Counting case, how many lines in the items below contain the string "green"? Answer with the number only.
***** Provided data
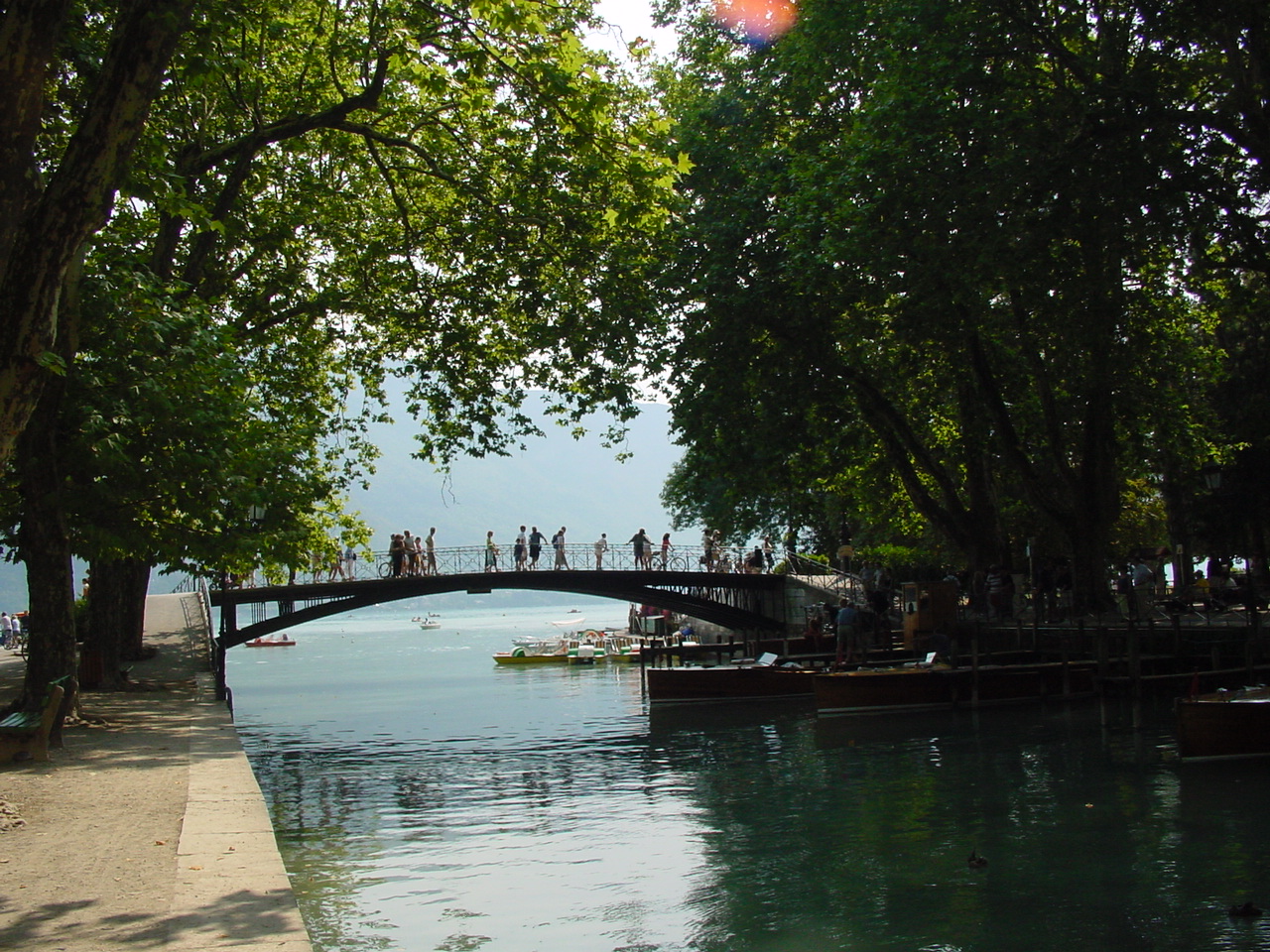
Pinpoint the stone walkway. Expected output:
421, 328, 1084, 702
0, 595, 312, 952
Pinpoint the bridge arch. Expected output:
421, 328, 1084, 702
209, 570, 790, 652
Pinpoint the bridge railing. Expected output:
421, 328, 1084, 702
298, 542, 768, 581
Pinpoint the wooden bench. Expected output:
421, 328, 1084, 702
0, 678, 66, 762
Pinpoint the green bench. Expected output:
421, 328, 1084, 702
0, 675, 69, 762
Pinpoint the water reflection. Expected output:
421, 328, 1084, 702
234, 614, 1270, 952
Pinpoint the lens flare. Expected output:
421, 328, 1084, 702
715, 0, 798, 47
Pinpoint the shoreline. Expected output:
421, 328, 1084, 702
0, 594, 313, 952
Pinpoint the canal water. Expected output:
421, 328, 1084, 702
228, 600, 1270, 952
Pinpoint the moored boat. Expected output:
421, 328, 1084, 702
644, 658, 816, 703
814, 661, 1093, 715
242, 635, 296, 648
1176, 685, 1270, 761
494, 639, 569, 663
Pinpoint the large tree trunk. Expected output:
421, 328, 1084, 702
17, 382, 75, 708
80, 558, 150, 690
0, 0, 193, 462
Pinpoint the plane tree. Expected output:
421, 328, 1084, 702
5, 0, 676, 705
667, 0, 1239, 607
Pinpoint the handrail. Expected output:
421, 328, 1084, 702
218, 540, 782, 588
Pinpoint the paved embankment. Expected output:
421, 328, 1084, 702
0, 595, 310, 952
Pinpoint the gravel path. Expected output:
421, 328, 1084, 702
0, 595, 310, 952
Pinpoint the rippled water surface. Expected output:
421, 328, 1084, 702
230, 603, 1270, 952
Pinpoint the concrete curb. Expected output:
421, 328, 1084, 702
165, 674, 313, 952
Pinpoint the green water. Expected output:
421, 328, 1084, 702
230, 603, 1270, 952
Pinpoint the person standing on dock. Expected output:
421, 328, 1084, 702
530, 526, 546, 571
834, 598, 860, 663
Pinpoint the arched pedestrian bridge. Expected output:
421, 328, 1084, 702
209, 570, 806, 649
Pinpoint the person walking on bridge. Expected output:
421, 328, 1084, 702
512, 526, 526, 572
552, 526, 569, 570
629, 530, 653, 568
530, 526, 548, 571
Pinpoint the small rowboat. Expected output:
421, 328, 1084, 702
242, 638, 296, 648
1176, 686, 1270, 761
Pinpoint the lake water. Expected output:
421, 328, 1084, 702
228, 600, 1270, 952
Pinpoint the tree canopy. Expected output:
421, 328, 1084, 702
663, 0, 1265, 611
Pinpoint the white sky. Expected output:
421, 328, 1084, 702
590, 0, 675, 56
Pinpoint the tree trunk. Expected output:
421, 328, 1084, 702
0, 0, 193, 462
80, 558, 150, 690
17, 378, 76, 708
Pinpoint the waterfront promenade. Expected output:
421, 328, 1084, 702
0, 594, 310, 952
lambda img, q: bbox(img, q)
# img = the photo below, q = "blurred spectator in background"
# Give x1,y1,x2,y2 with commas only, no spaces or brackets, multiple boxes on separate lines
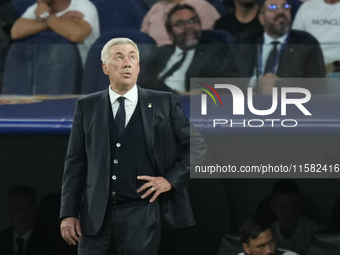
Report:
271,180,325,255
141,4,226,94
0,185,44,255
239,218,297,255
293,0,340,67
223,0,325,94
214,0,262,35
11,0,99,63
36,193,77,255
141,0,221,46
0,0,18,93
142,0,162,9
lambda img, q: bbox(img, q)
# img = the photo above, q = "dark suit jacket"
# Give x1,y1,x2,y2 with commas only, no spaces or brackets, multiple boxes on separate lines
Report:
222,30,325,78
60,87,206,235
141,43,229,91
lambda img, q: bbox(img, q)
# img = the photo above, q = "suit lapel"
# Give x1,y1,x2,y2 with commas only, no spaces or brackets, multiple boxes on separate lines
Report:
93,89,111,167
137,87,156,169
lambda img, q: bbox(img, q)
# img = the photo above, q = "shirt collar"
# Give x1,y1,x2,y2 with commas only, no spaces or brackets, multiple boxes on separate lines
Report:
175,46,195,56
109,85,138,104
263,32,288,45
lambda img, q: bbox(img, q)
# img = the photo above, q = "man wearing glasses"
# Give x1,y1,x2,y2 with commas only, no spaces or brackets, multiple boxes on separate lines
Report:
142,4,227,94
224,0,325,94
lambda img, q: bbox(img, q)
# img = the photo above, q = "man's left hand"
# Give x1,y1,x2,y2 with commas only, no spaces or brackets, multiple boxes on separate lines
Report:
137,175,172,203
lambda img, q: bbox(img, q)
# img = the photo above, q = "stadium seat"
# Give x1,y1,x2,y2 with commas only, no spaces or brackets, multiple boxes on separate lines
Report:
3,31,82,95
207,0,228,15
307,230,340,255
202,29,234,45
93,0,148,33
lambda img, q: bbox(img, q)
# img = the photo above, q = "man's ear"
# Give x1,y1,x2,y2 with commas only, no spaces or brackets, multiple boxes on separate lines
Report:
102,62,109,75
259,13,265,26
242,243,250,254
168,32,174,42
270,199,275,212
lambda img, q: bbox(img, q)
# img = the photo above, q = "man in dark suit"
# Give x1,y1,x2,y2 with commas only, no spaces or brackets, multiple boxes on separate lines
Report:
0,185,42,255
60,38,206,255
223,0,325,94
141,4,228,94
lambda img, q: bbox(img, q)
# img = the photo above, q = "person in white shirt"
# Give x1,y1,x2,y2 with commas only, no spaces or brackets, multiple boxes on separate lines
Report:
293,0,340,65
11,0,100,63
141,4,227,94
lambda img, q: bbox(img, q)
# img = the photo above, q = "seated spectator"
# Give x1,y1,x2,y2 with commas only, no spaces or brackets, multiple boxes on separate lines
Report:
11,0,99,63
141,4,226,94
141,0,221,46
223,0,325,94
215,0,262,35
293,0,340,64
0,185,43,255
239,218,297,255
271,180,324,255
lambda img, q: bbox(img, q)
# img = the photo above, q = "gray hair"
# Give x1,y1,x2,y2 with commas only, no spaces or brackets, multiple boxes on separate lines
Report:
101,38,139,63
**********
Result:
2